[Exercise brief]
Write out each line below exactly as it appears.

Saved entries:
———

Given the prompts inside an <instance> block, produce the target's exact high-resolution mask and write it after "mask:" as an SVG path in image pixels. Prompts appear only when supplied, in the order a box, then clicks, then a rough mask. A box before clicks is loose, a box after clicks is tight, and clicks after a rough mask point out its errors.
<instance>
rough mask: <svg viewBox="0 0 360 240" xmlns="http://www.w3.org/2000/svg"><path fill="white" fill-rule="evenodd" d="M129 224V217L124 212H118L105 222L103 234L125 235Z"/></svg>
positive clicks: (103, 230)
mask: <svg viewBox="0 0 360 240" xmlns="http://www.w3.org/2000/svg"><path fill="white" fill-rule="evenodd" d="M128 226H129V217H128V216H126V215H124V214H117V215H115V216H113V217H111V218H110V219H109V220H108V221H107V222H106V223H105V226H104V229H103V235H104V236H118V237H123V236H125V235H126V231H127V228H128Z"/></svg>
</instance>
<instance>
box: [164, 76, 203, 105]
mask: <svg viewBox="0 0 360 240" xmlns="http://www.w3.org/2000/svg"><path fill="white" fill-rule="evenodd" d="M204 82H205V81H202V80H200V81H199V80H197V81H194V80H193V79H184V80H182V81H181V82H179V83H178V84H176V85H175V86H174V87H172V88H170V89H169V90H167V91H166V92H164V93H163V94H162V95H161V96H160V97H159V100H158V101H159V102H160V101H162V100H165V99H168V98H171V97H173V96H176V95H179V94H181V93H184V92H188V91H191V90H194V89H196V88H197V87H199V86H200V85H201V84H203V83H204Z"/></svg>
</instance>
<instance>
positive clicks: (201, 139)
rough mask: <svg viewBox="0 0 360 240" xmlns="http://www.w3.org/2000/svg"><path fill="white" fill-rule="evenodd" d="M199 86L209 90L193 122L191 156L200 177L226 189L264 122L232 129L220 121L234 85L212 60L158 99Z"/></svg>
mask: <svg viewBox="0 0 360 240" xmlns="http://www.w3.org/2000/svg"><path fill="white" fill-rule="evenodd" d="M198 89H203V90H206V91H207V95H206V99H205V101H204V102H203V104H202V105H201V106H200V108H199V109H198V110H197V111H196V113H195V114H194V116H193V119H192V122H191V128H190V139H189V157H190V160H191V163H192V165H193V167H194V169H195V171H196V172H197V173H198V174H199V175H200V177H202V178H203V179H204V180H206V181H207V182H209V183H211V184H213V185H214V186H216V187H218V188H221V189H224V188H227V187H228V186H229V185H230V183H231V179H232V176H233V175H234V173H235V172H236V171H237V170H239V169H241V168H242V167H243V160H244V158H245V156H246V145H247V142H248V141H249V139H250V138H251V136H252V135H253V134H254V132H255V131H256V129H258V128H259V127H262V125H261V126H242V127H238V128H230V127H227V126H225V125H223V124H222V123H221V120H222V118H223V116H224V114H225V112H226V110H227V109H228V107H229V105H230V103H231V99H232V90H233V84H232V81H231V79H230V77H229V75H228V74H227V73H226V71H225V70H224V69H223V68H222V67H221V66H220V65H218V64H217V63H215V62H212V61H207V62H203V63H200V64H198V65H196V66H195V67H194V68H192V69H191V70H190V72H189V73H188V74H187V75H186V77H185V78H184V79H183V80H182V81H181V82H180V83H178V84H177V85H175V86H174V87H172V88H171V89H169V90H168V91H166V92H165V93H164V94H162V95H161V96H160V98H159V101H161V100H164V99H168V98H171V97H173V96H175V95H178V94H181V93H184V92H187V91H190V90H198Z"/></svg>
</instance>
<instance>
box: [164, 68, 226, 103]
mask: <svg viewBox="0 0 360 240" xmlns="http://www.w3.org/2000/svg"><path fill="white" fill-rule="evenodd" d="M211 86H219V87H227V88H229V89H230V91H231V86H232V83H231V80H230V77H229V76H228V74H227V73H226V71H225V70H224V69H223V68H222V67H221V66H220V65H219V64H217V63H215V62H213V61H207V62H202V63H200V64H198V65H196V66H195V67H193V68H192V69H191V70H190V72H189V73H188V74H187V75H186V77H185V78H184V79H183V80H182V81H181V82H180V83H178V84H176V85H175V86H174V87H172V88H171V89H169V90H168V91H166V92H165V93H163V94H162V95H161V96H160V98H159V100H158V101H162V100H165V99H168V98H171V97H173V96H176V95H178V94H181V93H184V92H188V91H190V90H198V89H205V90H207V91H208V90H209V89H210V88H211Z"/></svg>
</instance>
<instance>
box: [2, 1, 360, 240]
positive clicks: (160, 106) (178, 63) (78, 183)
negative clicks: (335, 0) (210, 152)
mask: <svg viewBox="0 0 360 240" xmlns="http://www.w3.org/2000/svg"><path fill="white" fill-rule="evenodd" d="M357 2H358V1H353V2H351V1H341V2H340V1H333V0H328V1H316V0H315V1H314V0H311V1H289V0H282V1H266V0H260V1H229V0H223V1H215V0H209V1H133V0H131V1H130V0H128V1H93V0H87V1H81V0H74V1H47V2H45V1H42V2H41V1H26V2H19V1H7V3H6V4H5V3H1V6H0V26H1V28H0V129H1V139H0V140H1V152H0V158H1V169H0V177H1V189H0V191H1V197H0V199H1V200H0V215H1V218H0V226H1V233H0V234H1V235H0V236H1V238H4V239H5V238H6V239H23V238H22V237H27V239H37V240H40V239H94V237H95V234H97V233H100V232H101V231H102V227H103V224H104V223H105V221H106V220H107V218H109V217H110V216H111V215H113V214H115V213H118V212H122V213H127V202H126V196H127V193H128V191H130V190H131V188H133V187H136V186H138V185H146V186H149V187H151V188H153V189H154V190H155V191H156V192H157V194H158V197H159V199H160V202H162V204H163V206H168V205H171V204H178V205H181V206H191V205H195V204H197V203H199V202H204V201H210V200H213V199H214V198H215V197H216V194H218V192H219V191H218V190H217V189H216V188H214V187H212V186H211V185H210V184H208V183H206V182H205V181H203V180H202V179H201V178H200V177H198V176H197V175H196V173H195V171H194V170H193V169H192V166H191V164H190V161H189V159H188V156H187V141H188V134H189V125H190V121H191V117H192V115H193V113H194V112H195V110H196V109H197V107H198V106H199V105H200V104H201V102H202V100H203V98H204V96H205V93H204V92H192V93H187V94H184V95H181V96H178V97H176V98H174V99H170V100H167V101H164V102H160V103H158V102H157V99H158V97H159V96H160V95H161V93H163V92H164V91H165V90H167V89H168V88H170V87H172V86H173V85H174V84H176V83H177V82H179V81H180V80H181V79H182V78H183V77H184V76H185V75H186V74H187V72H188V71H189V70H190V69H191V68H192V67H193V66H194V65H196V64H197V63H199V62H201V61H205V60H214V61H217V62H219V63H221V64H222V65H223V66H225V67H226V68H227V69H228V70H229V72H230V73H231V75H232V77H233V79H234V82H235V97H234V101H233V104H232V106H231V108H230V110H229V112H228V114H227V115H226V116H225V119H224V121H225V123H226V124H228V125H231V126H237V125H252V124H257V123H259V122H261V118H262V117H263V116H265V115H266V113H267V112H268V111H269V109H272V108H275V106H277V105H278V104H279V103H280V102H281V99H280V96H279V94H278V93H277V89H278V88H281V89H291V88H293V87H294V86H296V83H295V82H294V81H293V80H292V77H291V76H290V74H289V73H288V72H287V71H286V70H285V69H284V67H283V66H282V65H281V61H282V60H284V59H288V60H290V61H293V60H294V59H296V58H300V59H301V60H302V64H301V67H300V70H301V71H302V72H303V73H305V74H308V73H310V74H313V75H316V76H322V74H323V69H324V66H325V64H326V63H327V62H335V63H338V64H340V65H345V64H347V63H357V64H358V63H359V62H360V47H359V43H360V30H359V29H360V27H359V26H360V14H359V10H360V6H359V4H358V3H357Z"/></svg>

———

[Output of the task]
Given the prompts inside an <instance> block, produce the target's exact high-resolution mask and write it after "mask:" as an SVG path in image pixels. Prompts appear only when supplied, in the order a box, then clicks, then a rough mask. A box before clicks is loose, a box after clicks is tight, and clicks after a rough mask point out its errors.
<instance>
rough mask: <svg viewBox="0 0 360 240" xmlns="http://www.w3.org/2000/svg"><path fill="white" fill-rule="evenodd" d="M129 224V217L124 212H118L105 222L103 234L125 235Z"/></svg>
positive clicks: (103, 230)
mask: <svg viewBox="0 0 360 240" xmlns="http://www.w3.org/2000/svg"><path fill="white" fill-rule="evenodd" d="M128 226H129V217H128V216H126V215H124V214H117V215H115V216H113V217H111V218H110V219H109V220H108V221H107V222H106V223H105V226H104V229H103V235H104V236H118V237H123V236H125V235H126V231H127V228H128Z"/></svg>
</instance>
<instance>
box: [164, 76, 203, 105]
mask: <svg viewBox="0 0 360 240" xmlns="http://www.w3.org/2000/svg"><path fill="white" fill-rule="evenodd" d="M204 82H205V81H202V80H200V81H199V80H197V81H194V80H193V79H184V80H182V81H181V82H179V83H178V84H176V85H175V86H174V87H172V88H170V89H169V90H167V91H166V92H164V93H163V94H162V95H161V96H160V97H159V100H158V101H159V102H160V101H162V100H165V99H168V98H171V97H173V96H176V95H179V94H181V93H184V92H188V91H191V90H194V89H196V88H197V87H199V86H200V85H201V84H203V83H204Z"/></svg>
</instance>
<instance>
positive clicks: (201, 139)
rough mask: <svg viewBox="0 0 360 240" xmlns="http://www.w3.org/2000/svg"><path fill="white" fill-rule="evenodd" d="M199 86L209 90L193 122L191 156L200 177L226 189L264 122L232 129L220 121L234 85L212 60L158 99Z"/></svg>
mask: <svg viewBox="0 0 360 240" xmlns="http://www.w3.org/2000/svg"><path fill="white" fill-rule="evenodd" d="M198 89H203V90H206V91H207V95H206V99H205V101H204V102H203V104H202V105H201V106H200V108H199V109H198V110H197V111H196V113H195V114H194V116H193V119H192V122H191V128H190V139H189V157H190V160H191V163H192V165H193V167H194V169H195V171H196V172H197V173H198V174H199V175H200V177H202V178H203V179H204V180H206V181H207V182H209V183H211V184H213V185H214V186H216V187H218V188H221V189H224V188H227V187H228V186H229V185H230V183H231V179H232V176H233V175H234V173H235V172H236V171H237V170H239V169H241V168H242V167H243V160H244V158H245V156H246V145H247V142H248V141H249V139H250V138H251V136H252V135H253V134H254V132H255V131H256V129H258V128H259V127H262V125H261V126H242V127H238V128H230V127H227V126H225V125H223V124H222V123H221V120H222V118H223V116H224V114H225V112H226V110H227V109H228V107H229V105H230V103H231V99H232V90H233V84H232V81H231V79H230V77H229V75H228V74H227V73H226V71H225V70H224V69H223V68H222V67H221V66H220V65H218V64H217V63H215V62H212V61H207V62H203V63H200V64H198V65H196V66H195V67H194V68H192V69H191V70H190V72H189V73H188V74H187V75H186V77H185V78H184V79H183V80H182V81H181V82H180V83H178V84H177V85H175V86H174V87H172V88H171V89H169V90H168V91H166V92H165V93H164V94H162V95H161V96H160V98H159V101H161V100H164V99H168V98H171V97H173V96H175V95H178V94H181V93H184V92H187V91H190V90H198Z"/></svg>
</instance>
<instance>
box: [164, 68, 226, 103]
mask: <svg viewBox="0 0 360 240" xmlns="http://www.w3.org/2000/svg"><path fill="white" fill-rule="evenodd" d="M211 86H219V87H227V88H229V89H230V91H231V86H232V83H231V80H230V77H229V76H228V74H227V73H226V71H225V70H224V69H223V68H222V67H221V66H220V65H219V64H217V63H215V62H213V61H207V62H202V63H200V64H198V65H196V66H195V67H193V68H192V69H191V70H190V72H189V73H188V74H187V75H186V77H185V78H184V79H183V80H182V81H181V82H180V83H178V84H176V85H175V86H174V87H172V88H171V89H169V90H168V91H166V92H165V93H163V94H162V95H161V96H160V98H159V100H158V101H162V100H165V99H168V98H171V97H173V96H176V95H178V94H181V93H184V92H188V91H190V90H198V89H205V90H207V91H208V90H209V89H210V88H211Z"/></svg>
</instance>
<instance>
box: [2, 1, 360, 240]
positive clicks: (160, 106) (178, 63) (78, 183)
negative clicks: (335, 0) (210, 152)
mask: <svg viewBox="0 0 360 240" xmlns="http://www.w3.org/2000/svg"><path fill="white" fill-rule="evenodd" d="M357 2H358V1H353V2H351V1H341V2H340V1H333V0H328V1H316V0H315V1H314V0H311V1H289V0H282V1H266V0H260V1H229V0H223V1H215V0H209V1H133V0H131V1H130V0H128V1H93V0H87V1H81V0H74V1H47V2H45V1H42V2H41V1H26V2H19V1H7V3H6V4H5V3H1V6H0V26H1V28H0V129H1V139H0V140H1V152H0V158H1V169H0V177H1V189H0V191H1V197H0V199H1V200H0V215H1V218H0V226H1V233H0V234H1V235H0V236H1V238H4V239H5V238H6V239H23V238H22V237H27V239H37V240H40V239H94V237H95V234H97V233H100V232H101V231H102V227H103V224H104V223H105V221H106V220H107V218H109V217H110V216H111V215H113V214H115V213H118V212H122V213H127V202H126V196H127V193H128V191H130V190H131V188H133V187H136V186H138V185H146V186H149V187H151V188H153V189H154V190H155V191H156V192H157V194H158V197H159V199H160V202H162V204H163V206H168V205H171V204H178V205H181V206H191V205H195V204H197V203H199V202H204V201H210V200H213V199H214V198H215V197H216V194H218V192H219V191H218V190H217V189H216V188H214V187H212V186H211V185H210V184H208V183H206V182H205V181H203V180H202V179H201V178H200V177H198V176H197V175H196V173H195V171H194V170H193V169H192V166H191V164H190V161H189V159H188V156H187V141H188V134H189V125H190V121H191V117H192V115H193V113H194V112H195V110H196V109H197V107H198V106H199V105H200V104H201V102H202V100H203V98H204V96H205V93H204V92H192V93H187V94H184V95H181V96H178V97H176V98H174V99H170V100H167V101H164V102H160V103H158V102H157V99H158V97H159V96H160V95H161V93H163V92H164V91H165V90H167V89H168V88H170V87H172V86H173V85H174V84H176V83H177V82H179V81H180V80H181V79H182V78H183V77H184V76H185V75H186V74H187V72H188V71H189V70H190V69H191V68H192V67H193V66H194V65H196V64H197V63H199V62H201V61H205V60H214V61H217V62H219V63H221V64H222V65H223V66H225V67H226V68H227V69H228V70H229V72H230V73H231V75H232V77H233V79H234V82H235V97H234V101H233V104H232V106H231V108H230V110H229V112H228V114H227V115H226V116H225V119H224V121H225V123H226V124H228V125H231V126H237V125H252V124H257V123H259V122H261V118H262V117H263V116H265V115H266V113H267V112H268V111H269V109H272V108H275V106H277V105H278V104H279V103H280V102H281V99H280V96H279V94H278V93H277V89H278V88H281V89H291V88H293V87H294V86H296V83H295V82H294V81H293V80H292V77H291V76H290V74H289V73H288V72H287V71H286V70H285V69H284V67H283V66H282V65H281V61H282V60H284V59H288V60H290V61H293V60H294V59H296V58H300V59H301V60H302V64H301V67H300V70H301V71H302V72H303V73H305V74H308V73H310V74H313V75H316V76H322V74H323V69H324V66H325V64H326V63H327V62H335V63H338V64H340V65H345V64H347V63H357V64H358V63H359V62H360V47H359V43H360V30H359V29H360V27H359V26H360V14H359V10H360V6H359V4H358V3H357Z"/></svg>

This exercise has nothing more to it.